Top of Extracted information

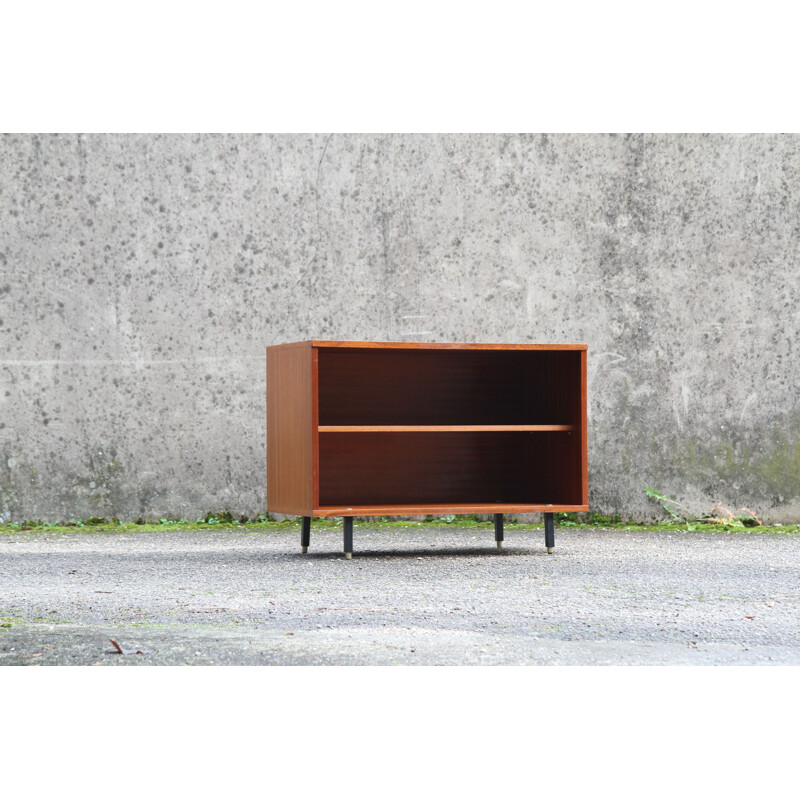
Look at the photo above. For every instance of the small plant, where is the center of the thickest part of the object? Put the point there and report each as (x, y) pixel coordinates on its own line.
(678, 511)
(719, 515)
(725, 516)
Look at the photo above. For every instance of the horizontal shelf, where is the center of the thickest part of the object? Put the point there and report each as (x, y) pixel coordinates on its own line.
(442, 509)
(439, 428)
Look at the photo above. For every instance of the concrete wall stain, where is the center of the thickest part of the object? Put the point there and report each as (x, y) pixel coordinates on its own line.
(141, 277)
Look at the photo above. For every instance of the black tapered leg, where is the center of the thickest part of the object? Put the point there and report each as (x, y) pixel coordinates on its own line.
(498, 529)
(348, 537)
(549, 532)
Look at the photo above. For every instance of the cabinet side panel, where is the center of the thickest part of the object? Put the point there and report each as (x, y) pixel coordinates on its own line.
(290, 458)
(584, 431)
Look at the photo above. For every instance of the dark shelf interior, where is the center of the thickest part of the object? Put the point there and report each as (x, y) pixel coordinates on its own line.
(422, 468)
(448, 387)
(443, 387)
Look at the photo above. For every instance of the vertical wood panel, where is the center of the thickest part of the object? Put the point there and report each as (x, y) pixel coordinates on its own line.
(290, 434)
(584, 433)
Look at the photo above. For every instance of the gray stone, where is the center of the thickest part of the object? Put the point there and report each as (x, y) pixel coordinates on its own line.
(142, 276)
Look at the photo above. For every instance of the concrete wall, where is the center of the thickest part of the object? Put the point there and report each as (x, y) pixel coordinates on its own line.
(142, 276)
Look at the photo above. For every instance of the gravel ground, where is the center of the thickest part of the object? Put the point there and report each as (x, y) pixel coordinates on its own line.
(415, 595)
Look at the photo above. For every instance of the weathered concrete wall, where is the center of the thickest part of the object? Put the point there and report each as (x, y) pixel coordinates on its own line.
(142, 276)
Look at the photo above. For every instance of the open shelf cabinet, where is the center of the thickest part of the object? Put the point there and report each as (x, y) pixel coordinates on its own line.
(374, 429)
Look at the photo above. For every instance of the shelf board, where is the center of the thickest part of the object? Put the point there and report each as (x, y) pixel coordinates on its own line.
(440, 509)
(439, 428)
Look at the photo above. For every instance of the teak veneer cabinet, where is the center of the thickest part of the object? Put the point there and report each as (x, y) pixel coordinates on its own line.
(385, 428)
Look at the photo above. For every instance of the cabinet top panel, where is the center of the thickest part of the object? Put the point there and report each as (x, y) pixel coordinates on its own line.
(435, 345)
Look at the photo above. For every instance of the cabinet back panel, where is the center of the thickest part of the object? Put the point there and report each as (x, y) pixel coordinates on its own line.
(447, 387)
(430, 468)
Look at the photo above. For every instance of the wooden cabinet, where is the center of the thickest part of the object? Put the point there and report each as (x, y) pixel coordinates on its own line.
(383, 428)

Bottom of Extracted information

§ **Instructions to follow**
What you give back should be exactly the lines from the one with "Look at the photo above. For every instance of the open" through the final line of the listing, and no others.

§ **Answer space**
Look at the photo above. For every instance of the open shelf cabinet, where is the center of the thickest part of the object? Put the point there and report each as (x, y) pixel coordinates on its own line.
(374, 429)
Look at the photo above. For every instance of the shelf board, where is the center of the thickest part of the object? Put the point there and report each as (x, y) pixel coordinates on its own line.
(440, 509)
(439, 428)
Look at the photo above. For every instance of the teak veneer cabinet, where is the center of the thickest part of the object? Put the point there and report each as (x, y) pixel coordinates on its own line.
(385, 428)
Look at the photo above. For every instance of the cabinet top panel, where is the center of the thickest part of the object? Put the point there and report each as (x, y) pixel coordinates on its own line.
(435, 345)
Look at the photo above. For every instance of the cabinet back panel, where is the center of the thickest part of the object? Put the point there and report each as (x, y) pixel coordinates on its own line.
(447, 387)
(430, 468)
Look at the photo above. For every instance of the wooden cabinet, where is the center of the thickest part of the object? Put the point there and report each as (x, y) pixel coordinates on its own line.
(383, 428)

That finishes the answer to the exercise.